>> start DOCUMENT PASSAGE

The trickiest aspect of the sampler is that there are so many different ways someone might want to sample a dataset. Consider the following corner cases/situations:

  • The user might want to specify a range of time to sample from, similar to spatial ROI
  • The user might want to specify a train/val/test split across the time axis, by percent or by time range
  • The user may want to do rolling window predictions (train on 3 days, predict next 24 hrs, shift 24 hrs)
  • The user may want to work with cyclic data, such as only using data during the agricultural growing season, but for several years
  • The user may require regular sequential data (every 16 days) or may allow irregular sequential data (as often as we have data)
  • In the latter case, this means the dimensions may not match from one batch to the next, or within a single batch
  • Depending on overlap of WRS tiles, some areas will have 4X the temporal coverage as others
  • When using IntersectionDataset, some datasets may have different temporal resolution than others

It feels difficult if not impossible to support all of these use cases with a single sampler. We'll probably need multiple samplers, or a lot of configuration options. It would be good to see what other time-series libraries call these samplers and what options they have.

Dataset

The problem with your approach is that we would need a TimeSeriesRasterDataset variant of every single RasterDataset subclass (Landsat-9, Sentinel-2, etc.). I think we can pretty easily avoid this limitation. Here are a couple of alternative ideas:

  1. Change RasterDataset.__getitem__ to accept multiple bounding boxes.

Basically, this would mean changing:

def __getitem__(self, query: BoundingBox) -> Dict[str, Any]:

to:

def __getitem__(self, *queries: BoundingBox) -> Union[Dict[str, Any], List[Dict[str, Any]]]:

If the sampler passes a single bounding box to the dataset, it behaves like it used to. If the sampler passes multiple bounding boxes, the dataset will return multiple separate sample dicts.

>> end DOCUMENT PASSAGE
>> start INFORMATION GIVEN

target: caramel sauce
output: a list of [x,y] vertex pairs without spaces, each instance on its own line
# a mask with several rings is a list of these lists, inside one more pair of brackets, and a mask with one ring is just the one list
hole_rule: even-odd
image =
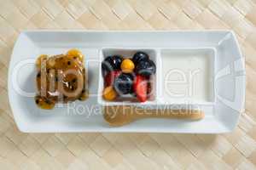
[[36,66],[38,93],[35,102],[40,108],[52,109],[57,102],[88,98],[84,56],[79,50],[50,57],[40,55]]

>> end INFORMATION GIVEN

DIRECTIONS:
**1)** Summarize the time-series sampler discussion in two sentences.
**2)** Pick up the time-series sampler discussion after its final sentence and carry it forward.

FINAL RESULTS:
**1)** Sampling a dataset over time is tricky because users may want many different setups, such as a time range, a train/val/test split along the time axis, rolling window predictions, cyclic seasonal data, or regular versus irregular sequences, so a single sampler probably cannot support them all. To avoid needing a TimeSeriesRasterDataset variant of every RasterDataset subclass, the discussion proposes letting RasterDataset.__getitem__ accept multiple bounding boxes, behaving as before for one box and returning separate sample dicts for several.

**2)**
Added benefit: this would better support alternative sampling strategies like Tile2Vec or SeCo where we need to be able to return a (query, neighbor, distant) tuple per data point.

  1. Change RasterDataset.__init__ to add a split_time (name TBD) parameter, and modify _merge_files to not merge across time depending on this flag.

In this case, the sampler would still return a single BoundingBox covering the entire time span, but wouldn't merge any files if they are from different times. The dataset would return separate sampler dicts, or a single sampler dict with an extra dimension for time. This approach is limited since you can't pass multiple bounding boxes for different time splits, you just get the same data as before but without a time merger.

I have more thoughts on this (in addition to a time axis, we may want to optionally support a Z axis for 3D weather/climate data), but don't want to bog this PR down by thinking too broadly.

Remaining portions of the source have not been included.